[Task to carry out] Output as a JSON list of strings the listing lines from the line with "Rules. Find each instance of the snow" up to and including the line with "point(415, 76)", one string per line and leaving out blank lines.

[Supplied records]

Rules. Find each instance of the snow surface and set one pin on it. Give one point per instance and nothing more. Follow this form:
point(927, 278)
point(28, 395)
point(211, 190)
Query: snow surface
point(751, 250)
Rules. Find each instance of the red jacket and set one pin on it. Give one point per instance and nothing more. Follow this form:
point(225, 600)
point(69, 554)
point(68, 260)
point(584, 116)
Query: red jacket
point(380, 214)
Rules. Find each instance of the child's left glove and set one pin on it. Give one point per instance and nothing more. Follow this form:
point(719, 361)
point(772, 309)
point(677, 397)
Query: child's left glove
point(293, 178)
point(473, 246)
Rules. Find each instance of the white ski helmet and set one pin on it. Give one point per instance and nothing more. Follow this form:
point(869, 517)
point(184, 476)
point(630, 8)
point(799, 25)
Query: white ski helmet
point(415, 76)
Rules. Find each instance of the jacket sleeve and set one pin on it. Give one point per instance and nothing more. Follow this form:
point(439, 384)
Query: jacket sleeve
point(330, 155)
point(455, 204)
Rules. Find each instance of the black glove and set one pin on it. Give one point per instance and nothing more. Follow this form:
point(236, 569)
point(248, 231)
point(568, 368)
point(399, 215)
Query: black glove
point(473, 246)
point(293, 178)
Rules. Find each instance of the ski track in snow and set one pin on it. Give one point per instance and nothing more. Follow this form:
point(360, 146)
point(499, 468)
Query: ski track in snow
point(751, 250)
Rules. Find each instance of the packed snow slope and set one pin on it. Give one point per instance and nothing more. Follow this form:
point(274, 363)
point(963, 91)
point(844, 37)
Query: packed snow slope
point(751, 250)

...

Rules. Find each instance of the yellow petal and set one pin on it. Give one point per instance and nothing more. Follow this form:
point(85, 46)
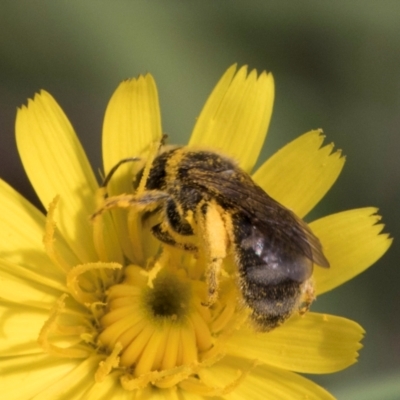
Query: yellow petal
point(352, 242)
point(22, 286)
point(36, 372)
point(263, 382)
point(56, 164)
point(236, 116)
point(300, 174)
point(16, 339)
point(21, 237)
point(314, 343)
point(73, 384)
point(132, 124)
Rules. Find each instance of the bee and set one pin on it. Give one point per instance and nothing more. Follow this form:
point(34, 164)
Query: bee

[Reply]
[
  "Rules. Find each instance of the snow surface and set one pin on it. Give one point per instance and nothing more. Follow this form:",
  "point(927, 278)",
  "point(28, 395)",
  "point(211, 190)",
  "Query: snow surface",
  "point(751, 250)",
  "Rules. Find each instance of the red jacket and set one pin on it. Give one point per instance and nothing more. Follow this form:",
  "point(225, 600)",
  "point(69, 554)",
  "point(68, 260)",
  "point(584, 116)",
  "Query: red jacket",
  "point(380, 214)",
  "Rules. Find each instance of the child's left glove and set one pin on it. Give one point per instance and nothing more. Follow this form:",
  "point(719, 361)",
  "point(772, 309)",
  "point(677, 397)",
  "Query: child's left glove",
  "point(293, 178)",
  "point(473, 246)",
  "Rules. Find each instance of the white ski helmet and set one pin on it. Give one point per instance and nothing more. Follow this form:",
  "point(869, 517)",
  "point(184, 476)",
  "point(630, 8)",
  "point(799, 25)",
  "Query: white ski helmet",
  "point(415, 76)"
]